[Kutipan Bacaan]
● ● ● ● ●
FWA pada frekuensi 1,4 GHz sebenarnya bisa digunakan untuk menghadirkan konektivitas 4G maupun 5G, namun Sigit menilai lebih tepat FWA di 1,4 GHz dikhususkan untuk menggelar 5G karena cakupan 4G saat ini sudah tersedia banyak oleh layanan mobile broadband atau seluler.
Batasan lainnya, yang perlu dibuat oleh pemerintah agar frekuensi 1,4 GHz bisa optimal adalah memastikan penyelenggara internet mampu memberikan layanan minimal berkecepatan 100 mbps.
Hal ini penting karena menjadi poin lebih yang membuatnya unggul dibandingkan layanan mobile broadband yang saat ini di Indonesia rata-ratanya masih di bawah 100 mbps.
Hal ini juga dapat dilihat dari hasil survei Ookla melalui Speedtest Global Index pada Desember 2024 yang menunjukkan kecepatan rata-rata internet mobile di Indonesia baru mencapai 28,80 mbps.
● ● ● ● ●
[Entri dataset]

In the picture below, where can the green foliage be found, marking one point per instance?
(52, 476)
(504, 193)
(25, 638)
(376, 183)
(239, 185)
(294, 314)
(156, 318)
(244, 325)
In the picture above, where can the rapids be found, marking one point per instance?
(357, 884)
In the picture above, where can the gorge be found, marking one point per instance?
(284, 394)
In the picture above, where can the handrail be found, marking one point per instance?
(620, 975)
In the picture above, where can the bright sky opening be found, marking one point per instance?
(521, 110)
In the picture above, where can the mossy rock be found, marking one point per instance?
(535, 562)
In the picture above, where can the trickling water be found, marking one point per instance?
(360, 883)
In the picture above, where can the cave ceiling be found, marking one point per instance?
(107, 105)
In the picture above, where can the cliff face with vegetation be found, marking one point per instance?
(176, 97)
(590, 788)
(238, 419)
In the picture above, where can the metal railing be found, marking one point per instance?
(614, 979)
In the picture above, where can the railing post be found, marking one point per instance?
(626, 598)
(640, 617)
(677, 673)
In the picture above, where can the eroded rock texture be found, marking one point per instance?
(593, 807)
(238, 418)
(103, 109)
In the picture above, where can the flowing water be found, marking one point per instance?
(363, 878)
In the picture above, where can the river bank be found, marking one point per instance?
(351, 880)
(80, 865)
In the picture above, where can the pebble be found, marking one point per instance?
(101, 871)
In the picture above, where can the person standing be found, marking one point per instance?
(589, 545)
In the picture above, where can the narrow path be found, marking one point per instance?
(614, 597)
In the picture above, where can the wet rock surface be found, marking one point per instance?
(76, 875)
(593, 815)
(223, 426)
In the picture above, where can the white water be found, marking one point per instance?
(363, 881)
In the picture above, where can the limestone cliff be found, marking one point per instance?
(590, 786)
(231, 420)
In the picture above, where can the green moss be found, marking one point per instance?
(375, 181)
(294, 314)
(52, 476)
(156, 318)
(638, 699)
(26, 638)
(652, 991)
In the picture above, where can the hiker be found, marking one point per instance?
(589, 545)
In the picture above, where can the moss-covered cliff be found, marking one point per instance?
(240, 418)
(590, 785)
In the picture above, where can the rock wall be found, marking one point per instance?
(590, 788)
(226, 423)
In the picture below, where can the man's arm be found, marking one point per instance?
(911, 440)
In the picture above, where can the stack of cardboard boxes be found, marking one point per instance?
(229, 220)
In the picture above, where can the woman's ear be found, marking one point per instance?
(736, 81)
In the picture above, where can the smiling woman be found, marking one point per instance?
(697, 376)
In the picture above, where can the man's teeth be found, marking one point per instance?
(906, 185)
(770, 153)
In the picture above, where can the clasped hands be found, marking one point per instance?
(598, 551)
● ● ● ● ●
[Instruksi] Berdasarkan kutipan tentang frekuensi 1,4 GHz, berapa kecepatan rata-rata internet mobile di Indonesia pada Desember 2024 menurut survei Ookla?

[Jawaban Tertulis] Kecepatan rata-rata internet mobile di Indonesia pada Desember 2024 baru mencapai 28,80 mbps.